EXERCISE A | At what 2003 event, according to the passage about hip hop, did Snoop Dogg and 50 Cent walk black women onstage on leashes?

SOURCE DOCUMENT |
────────────────────
Born in 1967 in the middle-class southern suburbs of Chicago, Parker described the liberating nature of the early rap tunes for young blacks. She recalled getting in a musical shouting match on the school bus with the white students, "transfixed by our newfound ability to drown out their nullification." At first, it was a vehicle for racial pride, but then it all changed. Rap was transformed into a musical ghetto for gangsters and pimps, and Parker sadly concluded, "I could no longer nod my head to the misogyny or keep time to the vapid materialism of another rap song."
In raising her two daughters, Parker had one very definitive image in mind capturing what's wrong with today's dominant trend in hip hop. At the 2003 MTV Video Music Awards, rappers Snoop Dogg and 50 Cent added pomp to the song "P.I.M.P." by featuring black women on leashes being walked onstage.
This past August, she added, MTV-2 aired an episode of the cartoon "Where My Dogs At" that had Snoop Dogg again leading two black bikini-clad women around on leashes. She explained: "They squatted on their hands and knees, scratched themselves and defecated. The president of the network, a black woman, defended this as satire."
────────────────────
EXTRACTED DATA |
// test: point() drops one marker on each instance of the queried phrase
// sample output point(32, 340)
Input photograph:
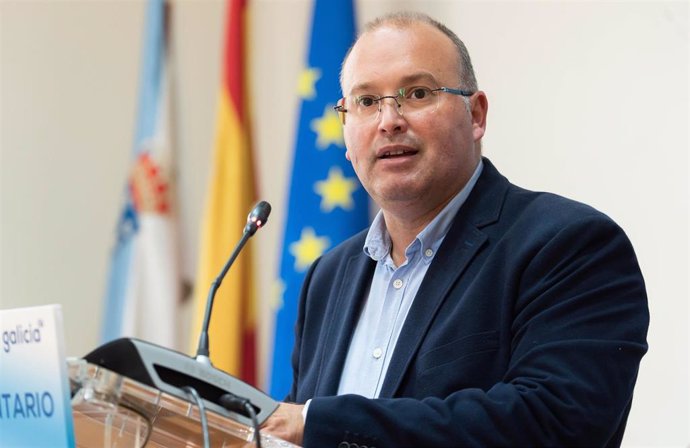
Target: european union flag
point(327, 204)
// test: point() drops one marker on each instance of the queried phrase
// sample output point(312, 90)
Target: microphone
point(174, 372)
point(255, 220)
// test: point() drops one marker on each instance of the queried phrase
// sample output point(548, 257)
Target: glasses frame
point(340, 108)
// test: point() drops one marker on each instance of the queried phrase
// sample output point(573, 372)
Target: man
point(472, 312)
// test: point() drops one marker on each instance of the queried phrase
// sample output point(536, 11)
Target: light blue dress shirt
point(392, 292)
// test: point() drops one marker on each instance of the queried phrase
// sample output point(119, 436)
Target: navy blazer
point(527, 330)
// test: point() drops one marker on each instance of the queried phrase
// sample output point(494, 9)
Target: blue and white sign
point(35, 409)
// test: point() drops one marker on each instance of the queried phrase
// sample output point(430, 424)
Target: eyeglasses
point(412, 101)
────────────────────
EXERCISE B | Retype the records starting at their first line and ending at the line that contains "point(392, 292)", with both of those lines included, and leave the pictures out.

FULL OUTPUT A | The 2003 MTV Video Music Awards.

FULL OUTPUT B |
// test: point() drops one marker on each instance of the queried phrase
// sample output point(32, 340)
Input photograph:
Target: european union flag
point(327, 204)
// test: point() drops one marker on each instance of the queried phrase
// sample output point(312, 90)
Target: microphone
point(174, 372)
point(255, 220)
// test: point() drops one marker on each instance of the queried phrase
// sample output point(548, 257)
Target: glasses frame
point(340, 108)
// test: point() drops one marker on each instance of the queried phrase
// sample output point(573, 372)
Target: man
point(472, 312)
// test: point() drops one marker on each instance of the queried phrase
// sample output point(536, 11)
Target: light blue dress shirt
point(392, 292)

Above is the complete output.